Retype the data that follows, keeping every character the same.

━━━ Source data ━━━

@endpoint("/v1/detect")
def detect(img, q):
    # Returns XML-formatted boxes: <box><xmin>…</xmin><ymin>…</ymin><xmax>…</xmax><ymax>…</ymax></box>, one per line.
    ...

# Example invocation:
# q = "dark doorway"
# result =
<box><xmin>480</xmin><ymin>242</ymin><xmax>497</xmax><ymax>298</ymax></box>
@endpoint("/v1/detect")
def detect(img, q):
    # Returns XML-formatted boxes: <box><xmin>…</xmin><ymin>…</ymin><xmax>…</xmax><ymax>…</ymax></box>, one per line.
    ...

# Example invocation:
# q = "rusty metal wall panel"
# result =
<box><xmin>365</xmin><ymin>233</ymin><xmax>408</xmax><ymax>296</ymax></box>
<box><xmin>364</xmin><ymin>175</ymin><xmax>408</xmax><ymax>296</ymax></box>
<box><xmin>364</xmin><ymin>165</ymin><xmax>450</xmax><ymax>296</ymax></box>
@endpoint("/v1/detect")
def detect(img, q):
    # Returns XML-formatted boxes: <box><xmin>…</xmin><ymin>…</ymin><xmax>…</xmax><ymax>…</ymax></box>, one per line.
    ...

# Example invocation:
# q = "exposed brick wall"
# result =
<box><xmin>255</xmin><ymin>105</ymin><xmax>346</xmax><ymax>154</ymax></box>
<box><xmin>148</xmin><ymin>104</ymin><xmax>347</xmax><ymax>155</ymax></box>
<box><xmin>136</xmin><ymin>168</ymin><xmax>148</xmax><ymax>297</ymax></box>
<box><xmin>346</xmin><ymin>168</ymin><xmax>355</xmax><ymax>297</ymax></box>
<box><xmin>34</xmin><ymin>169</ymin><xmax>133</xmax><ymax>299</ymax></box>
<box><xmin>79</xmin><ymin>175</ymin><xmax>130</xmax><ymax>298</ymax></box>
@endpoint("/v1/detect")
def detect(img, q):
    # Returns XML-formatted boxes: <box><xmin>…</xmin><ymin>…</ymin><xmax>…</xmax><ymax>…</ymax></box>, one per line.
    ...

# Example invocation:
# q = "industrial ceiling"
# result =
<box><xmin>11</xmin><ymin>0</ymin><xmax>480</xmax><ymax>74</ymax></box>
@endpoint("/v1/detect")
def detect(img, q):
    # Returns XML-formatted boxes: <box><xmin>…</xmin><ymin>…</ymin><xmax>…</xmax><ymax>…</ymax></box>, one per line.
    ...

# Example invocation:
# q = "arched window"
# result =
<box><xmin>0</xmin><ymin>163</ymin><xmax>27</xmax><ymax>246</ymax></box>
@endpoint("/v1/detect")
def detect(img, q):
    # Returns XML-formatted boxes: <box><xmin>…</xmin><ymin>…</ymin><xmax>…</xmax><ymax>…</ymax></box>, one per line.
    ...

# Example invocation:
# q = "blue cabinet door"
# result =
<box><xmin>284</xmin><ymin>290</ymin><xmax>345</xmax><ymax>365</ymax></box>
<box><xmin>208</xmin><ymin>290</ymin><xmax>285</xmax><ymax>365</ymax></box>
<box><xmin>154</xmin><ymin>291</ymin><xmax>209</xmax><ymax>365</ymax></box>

━━━

**Response to the exercise:**
@endpoint("/v1/detect")
def detect(img, q):
    # Returns XML-formatted boxes: <box><xmin>…</xmin><ymin>…</ymin><xmax>…</xmax><ymax>…</ymax></box>, one per line.
    ...

# Example invocation:
# q = "dark doorway"
# result =
<box><xmin>480</xmin><ymin>242</ymin><xmax>497</xmax><ymax>298</ymax></box>
@endpoint("/v1/detect")
def detect(img, q):
    # Returns XML-formatted boxes: <box><xmin>…</xmin><ymin>…</ymin><xmax>…</xmax><ymax>…</ymax></box>, one per line.
    ...

# Example invocation:
# q = "rusty metal wall panel"
# result =
<box><xmin>365</xmin><ymin>233</ymin><xmax>408</xmax><ymax>296</ymax></box>
<box><xmin>364</xmin><ymin>175</ymin><xmax>408</xmax><ymax>296</ymax></box>
<box><xmin>364</xmin><ymin>165</ymin><xmax>450</xmax><ymax>296</ymax></box>
@endpoint("/v1/detect")
def detect(img, q):
    # Returns XML-formatted boxes: <box><xmin>…</xmin><ymin>…</ymin><xmax>…</xmax><ymax>…</ymax></box>, one per line.
    ...

# Example invocation:
# q = "exposed brick wall"
# result =
<box><xmin>255</xmin><ymin>105</ymin><xmax>346</xmax><ymax>154</ymax></box>
<box><xmin>148</xmin><ymin>104</ymin><xmax>347</xmax><ymax>155</ymax></box>
<box><xmin>136</xmin><ymin>168</ymin><xmax>148</xmax><ymax>297</ymax></box>
<box><xmin>346</xmin><ymin>168</ymin><xmax>355</xmax><ymax>297</ymax></box>
<box><xmin>34</xmin><ymin>169</ymin><xmax>133</xmax><ymax>299</ymax></box>
<box><xmin>79</xmin><ymin>175</ymin><xmax>130</xmax><ymax>298</ymax></box>
@endpoint("/v1/detect")
def detect(img, q):
    # Returns XML-formatted boxes: <box><xmin>…</xmin><ymin>…</ymin><xmax>…</xmax><ymax>…</ymax></box>, one per line.
    ...

# Example invocation:
# q = "industrial ceiling"
# result =
<box><xmin>11</xmin><ymin>0</ymin><xmax>480</xmax><ymax>74</ymax></box>
@endpoint("/v1/detect")
def detect(img, q):
    # Returns XML-formatted boxes: <box><xmin>…</xmin><ymin>…</ymin><xmax>…</xmax><ymax>…</ymax></box>, one per line.
    ...

# Example invocation:
# q = "arched window"
# result =
<box><xmin>0</xmin><ymin>163</ymin><xmax>27</xmax><ymax>246</ymax></box>
@endpoint("/v1/detect")
def detect(img, q):
    # Returns XML-formatted boxes: <box><xmin>…</xmin><ymin>…</ymin><xmax>…</xmax><ymax>…</ymax></box>, one per line.
    ...

# Example invocation:
# q = "blue cabinet door"
# result =
<box><xmin>284</xmin><ymin>290</ymin><xmax>345</xmax><ymax>365</ymax></box>
<box><xmin>208</xmin><ymin>290</ymin><xmax>285</xmax><ymax>365</ymax></box>
<box><xmin>154</xmin><ymin>291</ymin><xmax>209</xmax><ymax>365</ymax></box>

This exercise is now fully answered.